§ **Using the information**
#1 Answer these questions about the blog text:
(a) What church does the righteous man in the story idea belong to?
(b) How long is the swim in the December 4th triathlon?
(c) What will the writer win by finishing the 5k turkey trot close enough to the predicted time?
#2 Please carry on the blog text from its last sentence, keeping the writer's voice.

§ **Text under study**
********************

Saturday, October 30, 2010

A new story

So an idea for a short novel has been floating around in my head.

It's a conversion/transformation story about a girl with a past and no contact to God. Her path crosses with a witch who wants to use her soul to pay off the devil. The witch causes an accident and because one righteous man involved wasn't affected by the spell and had tried to save her the original spell goes awry (I think that's the word I want) and she doesn't die. If she had died, her soul would have been the witch's.

A "spell world" or "coma world" is created where the people in the accident are the main characters. And she learns about God from this righteous man who is a member of the LDS church (but he doesn't specifically tell her that.) There's a bunch of other elements too, but I don't want to put it online because there are lame people who steal other authors ideas.

Anyway, I already have the end planed out which says something for the life of this story. In other words, it might actually come to pass. Maybe I'll use the idea for my creative writing class.

RUN RUN RUN as fast and I CAN!!

OK, so I'm feeling either completely awesome or completely insane.

Why?

Well let's see, I'm planning on doing a triathlon Dec 4th that consists of a 300 yd swim, an 8 mile bike ride, and a 2 mile run. That doesn't sound too bad now does it? Even if I am completely out of shape (which, admittedly, I kinda am) and have never run 2 miles straight in my life. I have a whole month to train for that.

But wait, there's more!

During the month of November I will be participating in the Lazyman Ironman competition. I have one month to complete a 2.7 mile swim, 112 mile bike ride, and a 26 mile run. (and...I get a t-shirt!) But that's still not too bad is it? A Lazyman Ironman would be good for training for a triathlon.

Oh, but it get's better.

On November 13th I will also compete in an outdoor 5k turkey trot. If I manage to complete the run close enough to my predicted time I win a free turkey for my families annual all American turkey dinner!

Ok, two triathlons and a 5k may seem a little much, but that's still not too bad if I stay focused. However, I'm also competing with personal health history. My athletic experience includes: one year of soccer, one year of swim team, about eight years soft ball, and nine years of Jujitsu. That's it.

********************

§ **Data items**
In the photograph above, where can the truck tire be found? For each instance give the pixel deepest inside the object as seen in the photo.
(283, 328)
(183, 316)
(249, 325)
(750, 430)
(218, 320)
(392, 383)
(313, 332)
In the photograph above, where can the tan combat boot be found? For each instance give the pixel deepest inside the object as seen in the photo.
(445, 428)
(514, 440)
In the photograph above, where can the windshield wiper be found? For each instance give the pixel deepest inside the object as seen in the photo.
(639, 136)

********************

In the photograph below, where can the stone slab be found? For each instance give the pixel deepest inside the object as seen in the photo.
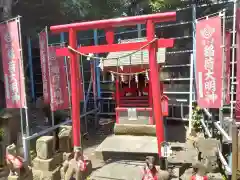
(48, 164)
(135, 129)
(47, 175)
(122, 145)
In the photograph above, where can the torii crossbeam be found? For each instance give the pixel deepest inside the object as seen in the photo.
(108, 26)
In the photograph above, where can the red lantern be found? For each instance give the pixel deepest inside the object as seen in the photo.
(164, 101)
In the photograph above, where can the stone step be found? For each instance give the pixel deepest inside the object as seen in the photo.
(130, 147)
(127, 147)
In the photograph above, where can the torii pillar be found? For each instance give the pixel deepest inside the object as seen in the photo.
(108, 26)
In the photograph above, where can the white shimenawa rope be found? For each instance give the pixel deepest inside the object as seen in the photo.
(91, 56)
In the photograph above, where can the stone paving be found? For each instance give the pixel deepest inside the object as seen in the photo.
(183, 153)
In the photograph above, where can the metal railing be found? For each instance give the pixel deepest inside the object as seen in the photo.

********************

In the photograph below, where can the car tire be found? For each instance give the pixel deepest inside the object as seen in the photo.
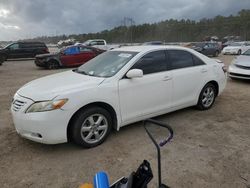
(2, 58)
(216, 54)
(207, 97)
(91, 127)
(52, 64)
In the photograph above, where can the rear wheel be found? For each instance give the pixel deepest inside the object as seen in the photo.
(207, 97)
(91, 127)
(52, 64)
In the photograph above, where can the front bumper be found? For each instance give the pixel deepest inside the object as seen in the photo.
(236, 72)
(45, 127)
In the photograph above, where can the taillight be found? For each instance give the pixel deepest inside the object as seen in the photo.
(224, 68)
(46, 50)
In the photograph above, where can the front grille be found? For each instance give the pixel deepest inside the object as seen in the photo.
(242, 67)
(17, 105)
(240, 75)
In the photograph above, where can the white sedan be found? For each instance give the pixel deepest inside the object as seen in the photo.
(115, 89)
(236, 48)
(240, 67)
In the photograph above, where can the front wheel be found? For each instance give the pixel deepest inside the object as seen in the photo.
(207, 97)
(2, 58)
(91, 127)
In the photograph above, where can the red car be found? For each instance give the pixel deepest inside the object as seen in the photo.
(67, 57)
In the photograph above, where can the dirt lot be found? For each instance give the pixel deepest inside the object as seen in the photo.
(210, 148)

********************

§ **Answers for the exercise**
#1
(a) The LDS church.
(b) 300 yards.
(c) A free turkey for the family's annual all-American turkey dinner.

#2
In High School I was the dorky fluffy book girl who wanted to be one of the tall funny wire muscle bound girls on the basketball team. If you had asked me to run I would have said, "cha, dream on! Coordination I have, but speed? I poop out after running the length of one block!"

Still, being fit is one of my life long goals. I just hadn't felt motivated to do anything about it until college. I've tried a couple of programs, (Weight Watchers, Jillian Micheal's website) but I find that if I have a program it just gives me an excuse to blame the program and not my eating habits or lack of exercise. "I'm paying money, the weight should just magically come off!"

Uh, no.

Every program has told me that it's all up to me. And I'm a firm believer that if you want something to happen for your body you've got to love your body enough and want it bad enough to motivate yourself to do it. Don't count on a workout buddy, don't count on a programs motivational speeches, that's all just nudge work. If you want to be fit, the only person you can count on to get you out that door is you. Don't expect someone else to drag you by the hand to where you want to be. Just get up and walk!

With that attitude I've toned up a bit, but I haven't really lost any weight. I blame my lack of self-control when loving roommates offer everything from fresh brownies to 5 buck pizza! And the fact that I love free weights and find cardio workouts to be a bit boring.

But these races have lit a fire under me. I want to compete and I want to finish something that I've never done before. I don't have to win, I just have to finish. And we'll see what a whole month of heavy cardio and a little weight training will do for my plateau problem.

I haven't been under 180 lbs since I was 12. My whole adult life I've bounced between 188 and 195. The last time I took a skin-fold test I was 33% body fat. It's time to break the cycle! I'll have another test at the end of November to see it there's been any progress.

Wish me luck!

Wednesday, October 27, 2010

Life as usual and then some

So, even though this is now supposed to be a personal blog I have mixed feelings putting my life online. For one, I'm a very private kind of person. For another I know some people have the gift of making their lives funny and entertaining like my sister in her "idahobecky" blog and others don't.

Guess there's nothing left to do but take the plunge.

I'm 20, a college student, single, and a bit overweight....about 30% body fat over weight. I'm 5'6" and weigh about 190. (I need another skin-fold test to see how much of that is muscle.) I am an aspiring creative writer and Physical Therapy Assistant. I know those two things normally don't go together, but trust me, this time they do....I think.

I've been through so many career changes in the last three months alone I'm starting to get sick of it. The only thing that could match in current drama in my life is academics. I've switched classes this semester about as many times as I've changed careers.

On a brighter note, I'm training to compete in my first triathlon in Dec. 300yd swim, 8 mile bike ride, and 2 mile run. This is part of my goal to become a healthy and fit specimen that can compete in the Physical Therapy world. I'm also competing in a LAZYMAN Iron man as part of training for the triathlon that lasts the whole month of November.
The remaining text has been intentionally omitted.